*** Dataset entries ***

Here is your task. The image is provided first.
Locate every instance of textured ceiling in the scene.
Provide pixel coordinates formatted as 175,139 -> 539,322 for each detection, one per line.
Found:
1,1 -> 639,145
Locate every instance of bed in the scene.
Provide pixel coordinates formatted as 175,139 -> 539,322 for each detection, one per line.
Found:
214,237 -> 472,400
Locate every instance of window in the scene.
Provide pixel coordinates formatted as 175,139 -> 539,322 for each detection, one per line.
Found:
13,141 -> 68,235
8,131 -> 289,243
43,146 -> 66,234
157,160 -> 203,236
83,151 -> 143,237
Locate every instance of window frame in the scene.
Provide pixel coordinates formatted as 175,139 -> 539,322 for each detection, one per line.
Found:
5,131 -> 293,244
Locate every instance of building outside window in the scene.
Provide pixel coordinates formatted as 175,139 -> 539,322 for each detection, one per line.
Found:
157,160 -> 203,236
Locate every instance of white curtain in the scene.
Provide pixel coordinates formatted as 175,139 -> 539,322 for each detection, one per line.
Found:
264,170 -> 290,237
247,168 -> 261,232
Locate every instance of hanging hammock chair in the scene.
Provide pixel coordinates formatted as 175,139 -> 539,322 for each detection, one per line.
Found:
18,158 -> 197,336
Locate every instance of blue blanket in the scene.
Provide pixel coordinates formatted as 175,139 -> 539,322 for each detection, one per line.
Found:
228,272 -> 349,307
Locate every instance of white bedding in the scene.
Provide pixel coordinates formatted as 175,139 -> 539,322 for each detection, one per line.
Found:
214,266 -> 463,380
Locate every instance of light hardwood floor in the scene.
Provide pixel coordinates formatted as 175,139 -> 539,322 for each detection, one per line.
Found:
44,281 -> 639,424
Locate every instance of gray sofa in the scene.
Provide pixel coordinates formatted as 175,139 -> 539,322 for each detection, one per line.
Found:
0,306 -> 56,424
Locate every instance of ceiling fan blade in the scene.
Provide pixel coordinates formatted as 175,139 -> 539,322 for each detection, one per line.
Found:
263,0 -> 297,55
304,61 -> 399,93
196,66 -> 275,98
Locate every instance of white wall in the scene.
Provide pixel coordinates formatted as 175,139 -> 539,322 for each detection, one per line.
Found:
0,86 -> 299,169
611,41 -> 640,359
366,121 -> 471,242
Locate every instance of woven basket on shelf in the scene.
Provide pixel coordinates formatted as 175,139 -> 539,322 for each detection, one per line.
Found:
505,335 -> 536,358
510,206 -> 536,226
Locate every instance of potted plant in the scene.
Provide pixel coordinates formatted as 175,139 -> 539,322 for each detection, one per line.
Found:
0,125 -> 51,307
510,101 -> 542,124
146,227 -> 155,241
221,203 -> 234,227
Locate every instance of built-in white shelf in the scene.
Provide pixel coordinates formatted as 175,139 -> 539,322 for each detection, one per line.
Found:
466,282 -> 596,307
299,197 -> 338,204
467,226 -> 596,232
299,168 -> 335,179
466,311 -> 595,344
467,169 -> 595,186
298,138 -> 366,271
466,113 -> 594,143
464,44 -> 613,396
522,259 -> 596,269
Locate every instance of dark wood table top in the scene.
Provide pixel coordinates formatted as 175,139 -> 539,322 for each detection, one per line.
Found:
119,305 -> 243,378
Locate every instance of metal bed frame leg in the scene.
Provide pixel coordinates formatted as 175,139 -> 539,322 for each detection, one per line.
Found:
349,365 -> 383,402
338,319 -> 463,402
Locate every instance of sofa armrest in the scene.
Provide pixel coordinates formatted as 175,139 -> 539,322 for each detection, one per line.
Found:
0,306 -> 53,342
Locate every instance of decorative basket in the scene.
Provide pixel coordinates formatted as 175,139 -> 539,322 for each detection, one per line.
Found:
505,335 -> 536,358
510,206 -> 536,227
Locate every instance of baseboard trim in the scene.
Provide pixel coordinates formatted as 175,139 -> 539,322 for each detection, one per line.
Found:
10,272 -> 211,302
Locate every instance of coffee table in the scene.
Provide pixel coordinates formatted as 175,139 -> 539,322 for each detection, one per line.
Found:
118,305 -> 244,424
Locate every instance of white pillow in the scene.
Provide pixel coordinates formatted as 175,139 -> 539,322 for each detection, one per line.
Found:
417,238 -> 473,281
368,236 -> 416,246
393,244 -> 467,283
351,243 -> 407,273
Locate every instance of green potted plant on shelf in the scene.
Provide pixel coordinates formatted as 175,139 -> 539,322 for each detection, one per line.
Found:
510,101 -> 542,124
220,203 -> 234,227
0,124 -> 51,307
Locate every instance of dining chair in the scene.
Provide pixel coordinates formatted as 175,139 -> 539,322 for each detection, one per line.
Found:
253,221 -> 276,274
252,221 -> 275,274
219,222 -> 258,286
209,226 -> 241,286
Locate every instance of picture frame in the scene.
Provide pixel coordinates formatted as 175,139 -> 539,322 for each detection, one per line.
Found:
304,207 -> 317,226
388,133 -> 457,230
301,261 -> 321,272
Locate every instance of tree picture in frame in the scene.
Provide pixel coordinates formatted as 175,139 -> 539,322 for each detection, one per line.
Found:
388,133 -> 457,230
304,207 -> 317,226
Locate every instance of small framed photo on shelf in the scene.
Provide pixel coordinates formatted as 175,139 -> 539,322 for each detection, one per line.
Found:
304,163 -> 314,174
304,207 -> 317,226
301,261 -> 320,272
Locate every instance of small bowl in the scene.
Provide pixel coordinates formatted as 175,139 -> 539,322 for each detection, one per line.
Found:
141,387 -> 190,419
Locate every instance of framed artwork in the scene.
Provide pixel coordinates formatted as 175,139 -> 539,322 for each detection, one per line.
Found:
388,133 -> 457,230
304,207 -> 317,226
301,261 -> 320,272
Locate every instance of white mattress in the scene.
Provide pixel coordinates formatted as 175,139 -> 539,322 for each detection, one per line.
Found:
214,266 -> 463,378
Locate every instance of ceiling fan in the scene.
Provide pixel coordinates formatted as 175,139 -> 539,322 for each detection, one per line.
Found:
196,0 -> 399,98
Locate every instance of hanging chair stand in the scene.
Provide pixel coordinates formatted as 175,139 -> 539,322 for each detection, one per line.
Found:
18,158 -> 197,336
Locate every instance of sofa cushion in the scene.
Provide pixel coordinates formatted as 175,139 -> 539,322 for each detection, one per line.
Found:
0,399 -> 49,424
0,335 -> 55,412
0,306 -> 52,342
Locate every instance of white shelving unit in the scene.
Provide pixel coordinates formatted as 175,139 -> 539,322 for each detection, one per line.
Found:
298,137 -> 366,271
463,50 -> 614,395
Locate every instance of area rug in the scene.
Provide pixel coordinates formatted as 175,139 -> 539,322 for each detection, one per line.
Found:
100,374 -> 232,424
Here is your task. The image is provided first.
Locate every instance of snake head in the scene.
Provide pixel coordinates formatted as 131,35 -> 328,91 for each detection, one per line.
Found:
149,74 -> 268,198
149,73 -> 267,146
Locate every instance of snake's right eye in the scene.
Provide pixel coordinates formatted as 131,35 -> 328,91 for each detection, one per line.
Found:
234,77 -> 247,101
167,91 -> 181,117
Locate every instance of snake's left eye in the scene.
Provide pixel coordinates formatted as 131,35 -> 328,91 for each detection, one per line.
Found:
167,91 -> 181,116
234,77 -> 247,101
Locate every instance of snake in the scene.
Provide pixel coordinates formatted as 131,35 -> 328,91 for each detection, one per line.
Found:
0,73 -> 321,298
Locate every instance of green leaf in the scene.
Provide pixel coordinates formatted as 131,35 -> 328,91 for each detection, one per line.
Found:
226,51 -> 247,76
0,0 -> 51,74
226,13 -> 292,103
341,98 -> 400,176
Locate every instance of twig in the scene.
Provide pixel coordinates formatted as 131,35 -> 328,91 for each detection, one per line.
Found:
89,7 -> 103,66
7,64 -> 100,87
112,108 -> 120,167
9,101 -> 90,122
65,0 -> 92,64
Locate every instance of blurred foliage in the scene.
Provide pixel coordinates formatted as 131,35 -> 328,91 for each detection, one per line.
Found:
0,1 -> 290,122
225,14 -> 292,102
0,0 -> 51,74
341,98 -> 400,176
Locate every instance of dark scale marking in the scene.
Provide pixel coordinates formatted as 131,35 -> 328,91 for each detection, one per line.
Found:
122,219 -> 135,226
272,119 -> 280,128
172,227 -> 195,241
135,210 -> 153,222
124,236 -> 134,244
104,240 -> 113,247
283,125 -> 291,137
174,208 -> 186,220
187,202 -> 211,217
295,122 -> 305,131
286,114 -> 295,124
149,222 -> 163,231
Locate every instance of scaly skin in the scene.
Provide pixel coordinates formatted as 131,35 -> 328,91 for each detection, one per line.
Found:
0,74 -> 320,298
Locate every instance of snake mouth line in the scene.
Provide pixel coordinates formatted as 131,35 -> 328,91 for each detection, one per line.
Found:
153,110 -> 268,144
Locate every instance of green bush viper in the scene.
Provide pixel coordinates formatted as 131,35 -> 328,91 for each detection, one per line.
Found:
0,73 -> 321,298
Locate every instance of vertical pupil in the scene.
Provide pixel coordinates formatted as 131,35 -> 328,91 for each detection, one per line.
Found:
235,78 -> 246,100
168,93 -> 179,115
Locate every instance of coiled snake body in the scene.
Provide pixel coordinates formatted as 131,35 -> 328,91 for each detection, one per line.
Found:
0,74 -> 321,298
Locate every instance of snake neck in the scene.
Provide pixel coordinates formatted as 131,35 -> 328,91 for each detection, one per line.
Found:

***

● Work required
From the opening line of the data above through the line that contains "Locate every instance of building", please print each line as it stands and only those lines.

● Answer section
Here is your task. The image is provided first.
Locate every instance of textured ceiling in the scene.
Provide pixel coordinates formatted as 175,139 -> 539,322 for each detection, one per line.
Found:
1,1 -> 639,145
Locate every instance of bed in the scene.
Provide pixel coordinates formatted as 175,139 -> 539,322 for each detection, one per line.
Found:
214,237 -> 472,400
Locate every instance of window in the scene.
Provide pixel coordinates formatted as 175,139 -> 539,322 for each detection, one per line.
Found:
13,141 -> 68,235
8,131 -> 289,243
43,146 -> 66,234
157,160 -> 203,236
83,151 -> 143,237
Locate every instance of window frame in the scene.
Provide pixel coordinates formatted as 175,139 -> 539,322 for each detection, one per line.
Found:
5,131 -> 293,244
Locate every instance of building outside window in the scene.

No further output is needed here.